#### [AIM]
Reproduce the listing below in full, swapping every "deep blue sea in distance" for "distant open sea" and leaving everything else unchanged.

┌──

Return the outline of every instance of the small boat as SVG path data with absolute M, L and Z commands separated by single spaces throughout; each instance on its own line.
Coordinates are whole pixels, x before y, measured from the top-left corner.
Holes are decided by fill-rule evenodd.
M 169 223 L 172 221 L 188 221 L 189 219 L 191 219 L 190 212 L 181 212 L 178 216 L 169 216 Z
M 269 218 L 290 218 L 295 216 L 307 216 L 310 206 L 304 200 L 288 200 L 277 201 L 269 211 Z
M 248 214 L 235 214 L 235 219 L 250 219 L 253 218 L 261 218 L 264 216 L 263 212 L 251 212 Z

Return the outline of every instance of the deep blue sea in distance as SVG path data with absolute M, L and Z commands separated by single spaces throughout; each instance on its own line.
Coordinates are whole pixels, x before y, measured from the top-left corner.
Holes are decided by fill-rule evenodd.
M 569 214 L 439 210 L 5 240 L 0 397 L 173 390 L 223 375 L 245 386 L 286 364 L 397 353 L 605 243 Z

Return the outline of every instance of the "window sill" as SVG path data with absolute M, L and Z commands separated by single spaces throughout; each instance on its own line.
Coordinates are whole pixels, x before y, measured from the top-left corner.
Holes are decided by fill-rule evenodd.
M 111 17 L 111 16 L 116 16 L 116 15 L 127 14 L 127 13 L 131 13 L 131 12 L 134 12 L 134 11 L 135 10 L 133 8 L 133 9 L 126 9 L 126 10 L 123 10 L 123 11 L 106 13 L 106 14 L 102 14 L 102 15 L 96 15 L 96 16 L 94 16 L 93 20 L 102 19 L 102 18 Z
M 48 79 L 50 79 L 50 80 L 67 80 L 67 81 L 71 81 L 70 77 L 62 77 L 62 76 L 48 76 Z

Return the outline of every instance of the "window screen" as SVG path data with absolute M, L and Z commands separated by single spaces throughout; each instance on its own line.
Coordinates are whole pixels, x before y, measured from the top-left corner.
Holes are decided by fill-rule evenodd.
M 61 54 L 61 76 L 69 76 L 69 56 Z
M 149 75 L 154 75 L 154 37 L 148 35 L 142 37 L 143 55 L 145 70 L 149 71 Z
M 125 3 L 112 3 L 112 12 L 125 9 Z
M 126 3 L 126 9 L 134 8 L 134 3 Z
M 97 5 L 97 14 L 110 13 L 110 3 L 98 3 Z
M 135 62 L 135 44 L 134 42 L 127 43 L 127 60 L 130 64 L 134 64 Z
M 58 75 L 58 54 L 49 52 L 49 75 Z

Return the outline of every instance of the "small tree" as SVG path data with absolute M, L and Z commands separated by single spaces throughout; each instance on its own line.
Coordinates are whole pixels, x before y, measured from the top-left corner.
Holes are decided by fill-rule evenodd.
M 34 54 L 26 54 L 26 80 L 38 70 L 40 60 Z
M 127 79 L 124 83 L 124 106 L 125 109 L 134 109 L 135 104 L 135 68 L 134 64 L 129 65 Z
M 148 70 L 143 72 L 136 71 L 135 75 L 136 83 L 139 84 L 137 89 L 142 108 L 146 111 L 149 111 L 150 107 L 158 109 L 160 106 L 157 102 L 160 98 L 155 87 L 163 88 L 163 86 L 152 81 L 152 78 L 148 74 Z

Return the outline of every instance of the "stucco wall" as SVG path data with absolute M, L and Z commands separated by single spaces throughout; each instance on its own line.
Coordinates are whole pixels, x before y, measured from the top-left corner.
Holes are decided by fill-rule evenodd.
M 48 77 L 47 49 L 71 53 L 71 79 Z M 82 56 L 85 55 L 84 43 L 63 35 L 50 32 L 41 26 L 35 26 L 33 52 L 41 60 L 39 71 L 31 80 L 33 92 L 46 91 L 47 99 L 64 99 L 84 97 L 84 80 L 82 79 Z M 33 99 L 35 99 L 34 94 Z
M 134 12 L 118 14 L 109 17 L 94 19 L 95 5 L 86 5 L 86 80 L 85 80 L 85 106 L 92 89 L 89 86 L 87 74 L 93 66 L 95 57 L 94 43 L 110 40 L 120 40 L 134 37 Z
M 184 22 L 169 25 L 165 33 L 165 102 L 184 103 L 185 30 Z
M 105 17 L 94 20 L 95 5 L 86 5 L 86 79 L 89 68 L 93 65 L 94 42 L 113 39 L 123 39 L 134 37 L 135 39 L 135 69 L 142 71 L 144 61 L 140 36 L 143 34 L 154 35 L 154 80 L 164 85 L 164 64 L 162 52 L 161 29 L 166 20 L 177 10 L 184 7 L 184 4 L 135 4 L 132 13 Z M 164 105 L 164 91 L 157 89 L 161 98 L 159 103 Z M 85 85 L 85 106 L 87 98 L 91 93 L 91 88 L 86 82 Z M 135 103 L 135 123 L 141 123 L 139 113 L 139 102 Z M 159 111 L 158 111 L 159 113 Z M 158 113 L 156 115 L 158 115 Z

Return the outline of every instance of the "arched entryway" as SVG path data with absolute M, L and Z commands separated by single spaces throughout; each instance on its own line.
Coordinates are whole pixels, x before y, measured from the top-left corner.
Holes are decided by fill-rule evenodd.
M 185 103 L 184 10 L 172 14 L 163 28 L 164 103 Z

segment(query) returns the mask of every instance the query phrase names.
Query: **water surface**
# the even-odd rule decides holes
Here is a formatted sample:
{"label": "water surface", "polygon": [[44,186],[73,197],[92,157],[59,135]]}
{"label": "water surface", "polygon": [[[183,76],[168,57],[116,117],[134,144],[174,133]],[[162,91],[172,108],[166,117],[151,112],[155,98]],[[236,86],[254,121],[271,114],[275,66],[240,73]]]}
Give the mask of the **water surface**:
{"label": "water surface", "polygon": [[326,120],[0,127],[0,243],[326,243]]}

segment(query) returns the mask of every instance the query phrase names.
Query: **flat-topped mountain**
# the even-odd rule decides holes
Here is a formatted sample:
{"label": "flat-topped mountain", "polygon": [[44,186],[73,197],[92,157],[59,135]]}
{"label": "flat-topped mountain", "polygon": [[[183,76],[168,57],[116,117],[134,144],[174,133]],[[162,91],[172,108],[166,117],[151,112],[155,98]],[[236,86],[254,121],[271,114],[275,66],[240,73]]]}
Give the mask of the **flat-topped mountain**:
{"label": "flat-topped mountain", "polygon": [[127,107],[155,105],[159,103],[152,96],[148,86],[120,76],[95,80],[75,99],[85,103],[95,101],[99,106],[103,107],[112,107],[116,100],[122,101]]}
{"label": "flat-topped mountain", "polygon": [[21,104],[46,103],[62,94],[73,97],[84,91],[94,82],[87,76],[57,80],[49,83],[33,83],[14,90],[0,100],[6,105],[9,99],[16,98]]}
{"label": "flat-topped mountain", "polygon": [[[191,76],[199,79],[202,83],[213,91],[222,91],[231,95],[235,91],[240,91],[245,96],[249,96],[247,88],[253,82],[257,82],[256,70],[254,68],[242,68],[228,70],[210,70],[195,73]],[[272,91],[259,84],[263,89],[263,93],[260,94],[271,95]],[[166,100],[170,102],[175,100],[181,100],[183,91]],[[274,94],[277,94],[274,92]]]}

└──

#### [ANSWER TO THE PROBLEM]
Return the outline of every instance of the small boat as SVG path data with absolute M, L and Z commands separated by single spaces throughout; each instance on its own line.
Coordinates are whole pixels, x before y, measured from the top-left corner.
Holes are decided by fill-rule evenodd.
M 169 223 L 172 221 L 188 221 L 189 219 L 191 219 L 190 212 L 181 212 L 178 216 L 169 216 Z
M 269 218 L 290 218 L 295 216 L 307 216 L 310 206 L 304 200 L 288 200 L 277 201 L 269 211 Z
M 248 214 L 235 214 L 235 219 L 250 219 L 253 218 L 261 218 L 264 216 L 263 212 L 251 212 Z

Return the outline of every instance of the distant open sea as SVG path data with absolute M, L and Z commands separated by single spaces throughout; each instance on its own line.
Coordinates are whole pixels, x before y, measured from the top-left corner.
Holes are decided by fill-rule evenodd.
M 569 214 L 439 210 L 5 240 L 0 397 L 173 390 L 223 375 L 245 386 L 286 364 L 397 353 L 605 243 Z

Return the outline of every instance of the "window sill" as SVG path data with absolute M, L and Z commands separated by single spaces throughout; each instance on its own line.
Coordinates are whole pixels, x before y, measured from the top-left corner.
Holes are decided by fill-rule evenodd.
M 111 17 L 111 16 L 116 16 L 116 15 L 127 14 L 127 13 L 131 13 L 131 12 L 134 12 L 134 11 L 135 10 L 133 8 L 133 9 L 126 9 L 126 10 L 123 10 L 123 11 L 106 13 L 106 14 L 102 14 L 102 15 L 96 15 L 96 16 L 94 16 L 93 20 L 102 19 L 102 18 Z
M 48 79 L 50 79 L 50 80 L 67 80 L 67 81 L 71 81 L 70 77 L 62 77 L 62 76 L 48 76 Z

Return the outline of every instance of the "window screen" as SVG path data with absolute M, L and Z commands separated by single spaces throughout; each instance on its own line.
Coordinates are whole pixels, x before y, measured from the top-left corner.
Holes are decided by fill-rule evenodd.
M 61 54 L 61 76 L 69 76 L 69 56 Z
M 149 75 L 154 75 L 154 37 L 148 35 L 142 37 L 143 55 L 145 70 L 149 71 Z
M 125 3 L 112 3 L 112 12 L 125 9 Z
M 126 3 L 126 9 L 134 8 L 134 3 Z
M 97 5 L 97 14 L 110 13 L 110 3 L 98 3 Z
M 135 62 L 135 44 L 134 42 L 127 43 L 127 60 L 130 64 L 134 64 Z
M 58 75 L 58 54 L 49 52 L 49 75 Z

Return the outline of every instance of the "small tree" as SVG path data with absolute M, L and Z commands separated by single spaces throughout; each instance on its own line.
Coordinates are whole pixels, x before y, measured from the top-left corner.
Holes are decided by fill-rule evenodd.
M 34 54 L 26 54 L 26 80 L 38 70 L 40 60 Z
M 127 79 L 124 83 L 124 106 L 125 109 L 134 109 L 135 104 L 135 68 L 134 64 L 129 65 Z
M 148 70 L 143 72 L 136 71 L 135 75 L 136 83 L 139 84 L 137 89 L 142 108 L 146 111 L 149 111 L 150 107 L 158 109 L 160 106 L 157 102 L 160 98 L 155 87 L 163 88 L 163 86 L 152 81 L 152 78 L 148 74 Z

Return the outline of every instance of the "stucco wall" as SVG path data with absolute M, L and Z commands separated by single spaces throughout; each instance on its own line.
Coordinates are whole pixels, x before y, measured from the top-left corner.
Holes are decided by fill-rule evenodd.
M 48 77 L 47 49 L 71 53 L 71 79 Z M 82 56 L 85 55 L 84 43 L 63 35 L 50 32 L 41 26 L 35 26 L 33 52 L 41 60 L 39 71 L 31 80 L 33 92 L 46 91 L 47 99 L 64 99 L 84 97 L 84 80 L 82 79 Z M 33 99 L 35 99 L 34 94 Z
M 134 12 L 118 14 L 109 17 L 94 19 L 95 5 L 86 5 L 86 80 L 85 80 L 85 106 L 92 89 L 89 86 L 87 74 L 93 66 L 95 57 L 94 43 L 110 40 L 120 40 L 134 37 Z
M 184 22 L 169 25 L 165 33 L 165 102 L 184 103 L 185 30 Z
M 105 17 L 94 20 L 95 5 L 86 5 L 86 79 L 89 68 L 93 65 L 94 42 L 113 39 L 123 39 L 134 37 L 135 39 L 135 69 L 142 71 L 144 61 L 140 36 L 143 34 L 154 35 L 154 80 L 164 85 L 164 64 L 162 52 L 161 29 L 166 20 L 177 10 L 184 7 L 184 4 L 135 4 L 132 13 Z M 164 105 L 164 91 L 157 89 L 161 98 L 159 103 Z M 85 85 L 85 106 L 87 98 L 91 93 L 91 88 L 86 82 Z M 135 103 L 135 123 L 141 123 L 139 113 L 139 102 Z M 159 111 L 158 111 L 159 113 Z M 158 113 L 156 115 L 158 115 Z

Return the outline of every instance of the "arched entryway" as SVG path data with absolute M, L and Z commands separated by single spaces throughout; each instance on its own line.
Coordinates are whole pixels, x before y, measured from the top-left corner.
Holes are decided by fill-rule evenodd.
M 185 103 L 184 10 L 172 14 L 163 28 L 164 103 Z

segment(query) returns the mask of every instance the query phrase names.
Query: **water surface**
# the even-odd rule decides holes
Here is a formatted sample:
{"label": "water surface", "polygon": [[44,186],[73,197],[92,157],[59,135]]}
{"label": "water surface", "polygon": [[[183,76],[168,57],[116,117],[134,144],[174,133]],[[162,91],[172,108],[166,117],[151,112],[155,98]],[[236,86],[254,121],[271,114],[275,66],[240,73]]]}
Give the mask of the **water surface**:
{"label": "water surface", "polygon": [[326,120],[0,127],[0,243],[326,243]]}

segment(query) returns the mask of every instance the query phrase names.
Query: **flat-topped mountain**
# the even-odd rule decides holes
Here is a formatted sample:
{"label": "flat-topped mountain", "polygon": [[44,186],[73,197],[92,157],[59,135]]}
{"label": "flat-topped mountain", "polygon": [[[183,76],[168,57],[116,117],[134,144],[174,133]],[[162,91],[172,108],[166,117],[151,112],[155,98]],[[236,86],[254,121],[271,114],[275,66],[240,73]]]}
Give the mask of the **flat-topped mountain**:
{"label": "flat-topped mountain", "polygon": [[127,107],[155,105],[159,103],[152,96],[148,86],[120,76],[95,80],[75,99],[85,103],[95,101],[99,106],[103,107],[112,107],[116,100],[122,101]]}
{"label": "flat-topped mountain", "polygon": [[21,104],[46,103],[62,94],[73,97],[84,91],[94,82],[87,76],[57,80],[49,83],[33,83],[14,90],[0,100],[6,105],[9,99],[16,98]]}
{"label": "flat-topped mountain", "polygon": [[[191,76],[199,79],[202,83],[213,91],[222,91],[231,95],[235,91],[240,91],[245,96],[249,96],[247,88],[253,82],[257,82],[256,70],[254,68],[242,68],[228,70],[210,70],[195,73]],[[272,91],[259,84],[263,89],[263,93],[260,94],[271,95]],[[166,100],[170,102],[175,100],[181,100],[183,91]],[[274,94],[277,94],[274,92]]]}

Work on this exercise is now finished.